▶ _Text zum Lesen_

====

Was erwartet den Zuschauer in der Emotainment-Doku „Das Medium“?

Kim-Anne Jannes: Menschen, die eine geliebte Person durch Tod verloren haben, werden vorgestellt und absolvieren später eine Sitzung mit mir. Ich nehme dann Kontakt auf zu dem Verstorbenen und bin quasi so etwas wie ein Dolmetscher.

Was genau ist, bzw. macht ein Medium?

Ein Medium nimmt Bilder oder Gefühle eines Verstorbenen auf und bringt sie dann durch die Sprache einfach verständlich zum Ausdruck. Es ist wie eine Art dolmetschen zwischen dem Diesseits und dem Jenseits, nur in Form von Bildern und Gefühlen und manchmal auch in Form von Gedanken. Ich setze dazu alle meine Sinne ein und nehme über sie die Verstorbenen wahr. Das ist auch der Grund, warum theoretisch jeder Mensch diese Kontakte herstellen könnte, denn jeder kann fühlen und hat Sinneswahrnehmungen. Es ist so gesehen also gar nichts Besonderes, sich mit Verstorbenen auszutauschen. Ich unterscheide mich lediglich in der Intensität oder der Schnelligkeit der Wahrnehmung von anderen Menschen. Der Rest kommt durchs Üben und eine Portion Talent. Am besten kann man es an einem Sportler erklären. Jeder kann laufen, aber einer läuft schneller, weil er eben Talent hat und viel übt und genauso ist das mit der Verbindung zum Jenseits.

Was hat Sie dazu bewegt, für „Das Medium“ vor die Kamera zu treten?

====

Dateneinträge
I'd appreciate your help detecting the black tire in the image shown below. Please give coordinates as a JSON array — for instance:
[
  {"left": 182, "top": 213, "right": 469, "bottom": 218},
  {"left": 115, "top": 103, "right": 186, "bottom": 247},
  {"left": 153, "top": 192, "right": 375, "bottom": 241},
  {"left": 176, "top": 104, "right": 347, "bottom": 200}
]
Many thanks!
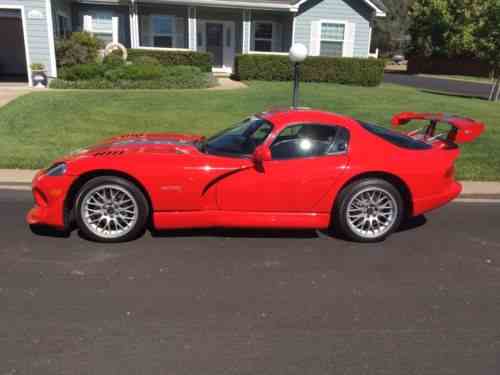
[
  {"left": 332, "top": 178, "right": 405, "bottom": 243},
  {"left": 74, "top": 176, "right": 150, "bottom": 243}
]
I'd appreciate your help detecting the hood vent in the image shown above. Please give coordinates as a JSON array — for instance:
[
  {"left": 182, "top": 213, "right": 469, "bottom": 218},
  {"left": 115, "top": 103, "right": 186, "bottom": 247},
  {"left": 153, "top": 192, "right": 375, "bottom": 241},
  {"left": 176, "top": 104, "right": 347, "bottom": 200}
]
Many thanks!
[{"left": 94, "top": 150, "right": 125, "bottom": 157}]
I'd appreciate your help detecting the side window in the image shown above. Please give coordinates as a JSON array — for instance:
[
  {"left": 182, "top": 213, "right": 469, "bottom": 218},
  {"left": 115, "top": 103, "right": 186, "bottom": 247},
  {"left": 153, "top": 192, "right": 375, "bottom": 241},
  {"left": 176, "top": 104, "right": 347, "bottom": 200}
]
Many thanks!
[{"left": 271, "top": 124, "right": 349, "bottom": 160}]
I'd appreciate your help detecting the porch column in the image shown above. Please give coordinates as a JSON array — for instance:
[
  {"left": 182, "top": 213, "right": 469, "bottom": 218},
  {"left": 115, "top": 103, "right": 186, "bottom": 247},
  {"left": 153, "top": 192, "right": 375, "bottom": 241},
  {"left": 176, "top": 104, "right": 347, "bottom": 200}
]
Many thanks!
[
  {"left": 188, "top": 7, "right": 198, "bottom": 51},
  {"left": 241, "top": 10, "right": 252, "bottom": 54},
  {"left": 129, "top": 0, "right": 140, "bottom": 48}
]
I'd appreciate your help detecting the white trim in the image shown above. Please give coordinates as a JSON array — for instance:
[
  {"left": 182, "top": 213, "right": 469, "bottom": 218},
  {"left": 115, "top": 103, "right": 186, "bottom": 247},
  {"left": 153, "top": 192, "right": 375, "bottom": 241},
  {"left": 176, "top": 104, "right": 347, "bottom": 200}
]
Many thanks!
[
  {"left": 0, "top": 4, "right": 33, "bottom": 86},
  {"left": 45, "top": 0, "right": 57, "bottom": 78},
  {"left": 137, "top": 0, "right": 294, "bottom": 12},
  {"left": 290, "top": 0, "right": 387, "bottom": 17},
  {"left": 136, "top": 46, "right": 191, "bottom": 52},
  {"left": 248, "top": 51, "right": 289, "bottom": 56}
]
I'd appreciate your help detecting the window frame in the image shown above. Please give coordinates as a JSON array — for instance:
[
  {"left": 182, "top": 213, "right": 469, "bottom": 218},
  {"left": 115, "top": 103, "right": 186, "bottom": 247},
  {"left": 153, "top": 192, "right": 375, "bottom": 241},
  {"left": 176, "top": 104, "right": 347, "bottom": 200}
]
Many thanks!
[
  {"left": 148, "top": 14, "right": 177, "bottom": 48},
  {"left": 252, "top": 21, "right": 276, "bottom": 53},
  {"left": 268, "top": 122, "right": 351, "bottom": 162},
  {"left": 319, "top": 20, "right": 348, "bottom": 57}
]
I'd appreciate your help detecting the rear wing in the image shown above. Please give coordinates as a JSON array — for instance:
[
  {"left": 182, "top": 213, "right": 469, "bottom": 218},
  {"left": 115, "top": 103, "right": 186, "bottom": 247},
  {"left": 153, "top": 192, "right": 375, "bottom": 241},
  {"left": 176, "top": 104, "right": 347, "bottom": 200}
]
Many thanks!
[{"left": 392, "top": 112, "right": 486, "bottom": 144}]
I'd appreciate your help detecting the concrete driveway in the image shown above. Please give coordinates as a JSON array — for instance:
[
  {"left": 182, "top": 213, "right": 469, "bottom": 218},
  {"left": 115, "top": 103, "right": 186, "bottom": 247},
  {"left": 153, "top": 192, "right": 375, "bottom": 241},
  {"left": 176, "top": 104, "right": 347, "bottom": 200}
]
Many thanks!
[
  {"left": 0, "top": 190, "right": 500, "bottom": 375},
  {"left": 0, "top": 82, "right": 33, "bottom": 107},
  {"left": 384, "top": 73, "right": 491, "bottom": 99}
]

====

▶ _Deine Aufgabe_
Zitiere aus dem Interview zur Doku „Das Medium“ wörtlich den Abschnitt, der mit „Kim-Anne Jannes: Menschen, die“ anfängt und mit „wie ein Dolmetscher.“ aufhört.

▶ _Deine Antwort_
Kim-Anne Jannes: Menschen, die eine geliebte Person durch Tod verloren haben, werden vorgestellt und absolvieren später eine Sitzung mit mir. Ich nehme dann Kontakt auf zu dem Verstorbenen und bin quasi so etwas wie ein Dolmetscher.